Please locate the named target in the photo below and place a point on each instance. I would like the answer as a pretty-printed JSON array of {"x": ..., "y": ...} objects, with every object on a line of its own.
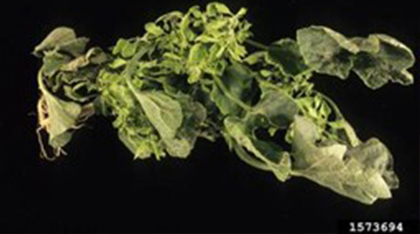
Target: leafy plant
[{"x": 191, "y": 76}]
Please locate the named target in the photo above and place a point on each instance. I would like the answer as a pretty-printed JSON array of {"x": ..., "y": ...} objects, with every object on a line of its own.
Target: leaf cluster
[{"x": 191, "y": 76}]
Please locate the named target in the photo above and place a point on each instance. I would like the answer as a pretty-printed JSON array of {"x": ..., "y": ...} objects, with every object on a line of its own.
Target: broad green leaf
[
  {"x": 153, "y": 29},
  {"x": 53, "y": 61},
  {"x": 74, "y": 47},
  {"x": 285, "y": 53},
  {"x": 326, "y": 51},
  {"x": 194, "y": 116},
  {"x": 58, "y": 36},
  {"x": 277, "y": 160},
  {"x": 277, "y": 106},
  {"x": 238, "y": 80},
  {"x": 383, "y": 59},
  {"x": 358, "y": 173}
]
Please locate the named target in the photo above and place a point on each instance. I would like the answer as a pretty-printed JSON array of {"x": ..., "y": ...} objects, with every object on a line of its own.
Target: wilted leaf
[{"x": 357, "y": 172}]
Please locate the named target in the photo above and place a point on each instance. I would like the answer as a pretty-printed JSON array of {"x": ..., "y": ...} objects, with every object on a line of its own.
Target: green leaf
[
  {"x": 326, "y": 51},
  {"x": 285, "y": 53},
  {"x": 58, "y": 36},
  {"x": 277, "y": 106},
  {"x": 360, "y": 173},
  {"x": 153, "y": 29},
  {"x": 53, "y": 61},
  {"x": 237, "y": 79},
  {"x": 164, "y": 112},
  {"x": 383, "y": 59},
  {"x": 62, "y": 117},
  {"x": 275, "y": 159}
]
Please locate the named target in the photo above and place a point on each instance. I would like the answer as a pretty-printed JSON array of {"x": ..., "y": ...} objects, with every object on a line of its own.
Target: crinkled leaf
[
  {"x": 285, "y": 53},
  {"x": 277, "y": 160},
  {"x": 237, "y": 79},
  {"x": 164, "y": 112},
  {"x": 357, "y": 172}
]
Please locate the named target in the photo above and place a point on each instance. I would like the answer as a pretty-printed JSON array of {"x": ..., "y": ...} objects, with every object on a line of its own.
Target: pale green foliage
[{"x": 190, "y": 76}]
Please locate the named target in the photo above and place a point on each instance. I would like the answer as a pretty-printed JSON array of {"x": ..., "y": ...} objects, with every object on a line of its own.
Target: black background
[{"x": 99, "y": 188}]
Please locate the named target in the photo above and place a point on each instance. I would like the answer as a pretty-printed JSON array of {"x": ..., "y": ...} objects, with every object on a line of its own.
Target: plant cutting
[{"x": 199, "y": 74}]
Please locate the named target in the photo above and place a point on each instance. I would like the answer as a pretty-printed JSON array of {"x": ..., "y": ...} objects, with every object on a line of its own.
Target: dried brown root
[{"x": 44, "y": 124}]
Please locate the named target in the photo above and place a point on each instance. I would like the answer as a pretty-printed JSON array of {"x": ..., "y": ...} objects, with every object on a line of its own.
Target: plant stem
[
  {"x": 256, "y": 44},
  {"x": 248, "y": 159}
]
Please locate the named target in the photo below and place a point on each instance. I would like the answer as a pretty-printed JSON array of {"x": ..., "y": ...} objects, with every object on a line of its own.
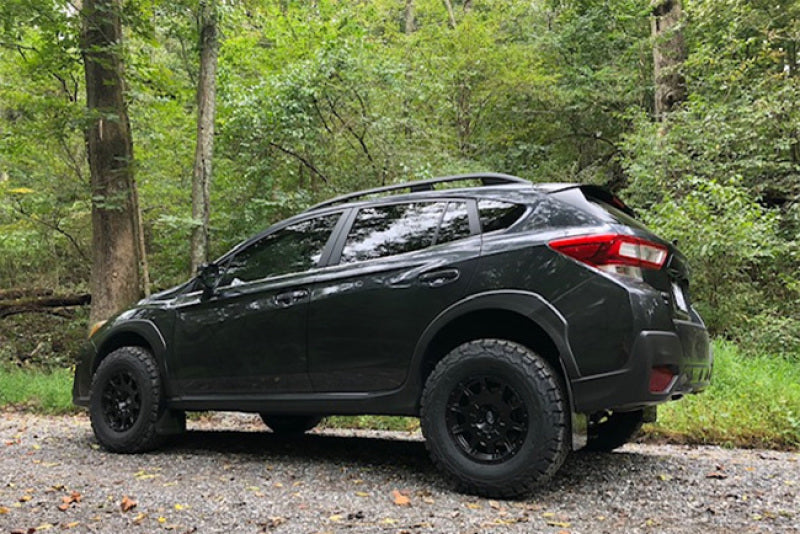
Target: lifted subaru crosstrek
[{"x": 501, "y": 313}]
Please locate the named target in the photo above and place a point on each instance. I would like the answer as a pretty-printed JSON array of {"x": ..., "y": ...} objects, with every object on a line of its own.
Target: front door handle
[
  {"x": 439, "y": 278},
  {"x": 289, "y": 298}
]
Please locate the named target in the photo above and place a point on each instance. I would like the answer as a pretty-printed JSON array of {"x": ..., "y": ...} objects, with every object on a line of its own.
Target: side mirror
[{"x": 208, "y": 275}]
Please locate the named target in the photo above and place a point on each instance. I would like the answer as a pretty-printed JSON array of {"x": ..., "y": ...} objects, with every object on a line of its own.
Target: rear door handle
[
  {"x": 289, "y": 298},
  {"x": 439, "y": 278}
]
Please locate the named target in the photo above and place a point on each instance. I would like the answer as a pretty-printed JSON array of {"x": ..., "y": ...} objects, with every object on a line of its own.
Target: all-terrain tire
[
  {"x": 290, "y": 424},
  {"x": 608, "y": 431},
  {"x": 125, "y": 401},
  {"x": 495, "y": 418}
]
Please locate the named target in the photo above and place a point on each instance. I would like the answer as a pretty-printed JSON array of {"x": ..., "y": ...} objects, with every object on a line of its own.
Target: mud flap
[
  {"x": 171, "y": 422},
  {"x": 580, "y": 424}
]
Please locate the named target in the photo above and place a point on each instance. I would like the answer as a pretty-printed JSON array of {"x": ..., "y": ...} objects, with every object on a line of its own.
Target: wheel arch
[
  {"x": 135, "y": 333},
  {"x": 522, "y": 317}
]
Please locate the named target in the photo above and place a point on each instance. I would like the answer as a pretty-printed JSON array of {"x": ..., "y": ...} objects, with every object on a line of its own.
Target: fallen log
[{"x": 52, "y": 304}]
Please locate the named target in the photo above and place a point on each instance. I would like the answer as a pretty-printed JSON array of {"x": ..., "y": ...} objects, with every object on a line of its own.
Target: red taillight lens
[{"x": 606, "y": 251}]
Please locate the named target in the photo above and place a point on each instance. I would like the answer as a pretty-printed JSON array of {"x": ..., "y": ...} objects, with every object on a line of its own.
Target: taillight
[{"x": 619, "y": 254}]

══════

=== The task ===
None of the pictures should be kept; reproduce all the remaining material exactly.

=== Response for this exercise ===
Please locate the named target in the photo below and place a point on each instance. I would like the answer as a pretty-printed JSON array of {"x": ..., "y": ...} objects, with every object on a line of its own.
Target: leafy plant
[{"x": 191, "y": 76}]
Please locate the named target in the photo above and place a point on each instance. I would like the answer as a pretty-printed JSON array of {"x": ..., "y": ...} objects, with every object on a line of its own.
Target: leaf cluster
[{"x": 191, "y": 76}]
Please locate the named target in the photo above and place a point on each instance. I would like the answer as a pretty-printed JSON array of {"x": ..., "y": ...} objects, with every object on a line of its own.
Target: broad green leaf
[
  {"x": 153, "y": 29},
  {"x": 53, "y": 61},
  {"x": 74, "y": 47},
  {"x": 285, "y": 53},
  {"x": 326, "y": 51},
  {"x": 194, "y": 116},
  {"x": 58, "y": 36},
  {"x": 277, "y": 160},
  {"x": 277, "y": 106},
  {"x": 238, "y": 80},
  {"x": 383, "y": 59},
  {"x": 358, "y": 173}
]
Please locate the named target in the photo above and place a point on each instance. I would like the answer as a pretty-printed JSON array of {"x": ..., "y": ...} objects, with every object on a line of its own.
Target: wilted leaf
[{"x": 357, "y": 172}]
Please locate the named target in the photo above and place a point on each instance. I would like the answer as a pretty-printed JSON array of {"x": ..., "y": ...} objects, with every object on a line of its own.
Target: green leaf
[
  {"x": 326, "y": 51},
  {"x": 285, "y": 53},
  {"x": 58, "y": 36},
  {"x": 277, "y": 106},
  {"x": 360, "y": 173},
  {"x": 153, "y": 29},
  {"x": 53, "y": 61},
  {"x": 237, "y": 79},
  {"x": 164, "y": 112},
  {"x": 383, "y": 59},
  {"x": 62, "y": 117},
  {"x": 275, "y": 159}
]
Please locate the named target in the photo above and place a point on each instance. I would like the answer as a pretty-printed JSON array of {"x": ..., "y": ...} objects, with every object on a line of its own.
Target: crinkled leaf
[
  {"x": 285, "y": 53},
  {"x": 277, "y": 160},
  {"x": 237, "y": 79},
  {"x": 164, "y": 112},
  {"x": 357, "y": 172}
]
Please locate the named target in the photo above and place a point on each instance. I would like the answer as a pretty-printed JSON array of {"x": ..., "y": ...} objects, with every object on a line of its own.
Target: pale green foliage
[{"x": 190, "y": 76}]
Please locate the named target in the photo above and place a point on each instance. I would like the answer as a pretty-printed JSON array of {"x": ..., "y": ...} objects, with every object on a line of its own.
Target: black background
[{"x": 99, "y": 188}]
Please locate the named target in the photo above and place a point on each instance. I would like the answer as a pretty-printed JSON array of {"x": ..., "y": ...} objects, with every object on a line of its own.
Target: plant cutting
[{"x": 199, "y": 74}]
Please locate the named target in the photo above and place a point on each instance. I would like the answer as a pretty-printed JSON array of {"x": ..., "y": ...} objects, with every object on a line of its own.
Target: dried brown root
[{"x": 44, "y": 124}]
Please locate the named target in the photo above and place a point on each instance. I would like the answer as a pretty-printed JSON array of {"x": ..., "y": ...} objects, with every object on a line of its own.
Target: plant stem
[
  {"x": 256, "y": 44},
  {"x": 248, "y": 159}
]
Please locate the named target in the photo below and place a point on each instance. I would like the answer as a pretty-printed JSON array of {"x": ..., "y": ...} objects, with every object on a line of its own.
Target: lifted subaru crosstrek
[{"x": 501, "y": 313}]
Please locate the named target in the photo above and place a point on each instance. I would like the answer as a pretty-printed JSON array of {"x": ..., "y": ...} objects, with every object on a line of its own.
Target: front door handle
[
  {"x": 439, "y": 278},
  {"x": 289, "y": 298}
]
Please locate the named target in the photo above and place a point on each instance. I would like the answer as a pretty-printed JSON array of {"x": ..., "y": ...} objects, with every object on a line of its own.
Target: side mirror
[{"x": 208, "y": 275}]
Please locate the named target in the photo above and place a point on each instance. I would like the answer as a pretty-printed JSON array of {"x": ..., "y": ...} objects, with every object on a line of its own.
Target: rear door handle
[
  {"x": 289, "y": 298},
  {"x": 439, "y": 278}
]
Please locate the named target in the photo above and place a point on each instance. I would like the answer as a pretty-printed JSON array of {"x": ..., "y": ...} objects, with every object on a line of its own.
Target: all-terrain tire
[
  {"x": 290, "y": 424},
  {"x": 608, "y": 431},
  {"x": 125, "y": 401},
  {"x": 495, "y": 418}
]
Please locate the named target in the photo above and place a point on each instance. I would like the answer as a pretty-printed JSON array of {"x": ..., "y": ...} objects, with every object on a line of its own.
Target: mud flap
[
  {"x": 171, "y": 422},
  {"x": 580, "y": 424}
]
Please locate the named target in the photo above and place a point on each instance. I would like the answer as a pretty-printed JSON array of {"x": ..., "y": ...} objects, with every object on a line of its own.
Target: wheel arch
[
  {"x": 135, "y": 333},
  {"x": 522, "y": 317}
]
Please locate the named target in the photo above and place a point on each instance. I would like the answer as a pretty-printed JSON array of {"x": ..., "y": ...} objects, with every object on a line of its own.
Target: fallen log
[{"x": 52, "y": 304}]
Please locate the named target in the photo above and place a point on each instance. I would like the answer as a pretty-printed JSON array of {"x": ..., "y": ...} objects, with every object on a line of its own.
Target: red taillight lens
[{"x": 606, "y": 251}]
Please locate the named target in the photo above and place a point on each instance. I would like the answer as a pretty-printed JSON array of {"x": ..., "y": ...} objects, with every object on a line of its own.
Target: taillight
[{"x": 619, "y": 254}]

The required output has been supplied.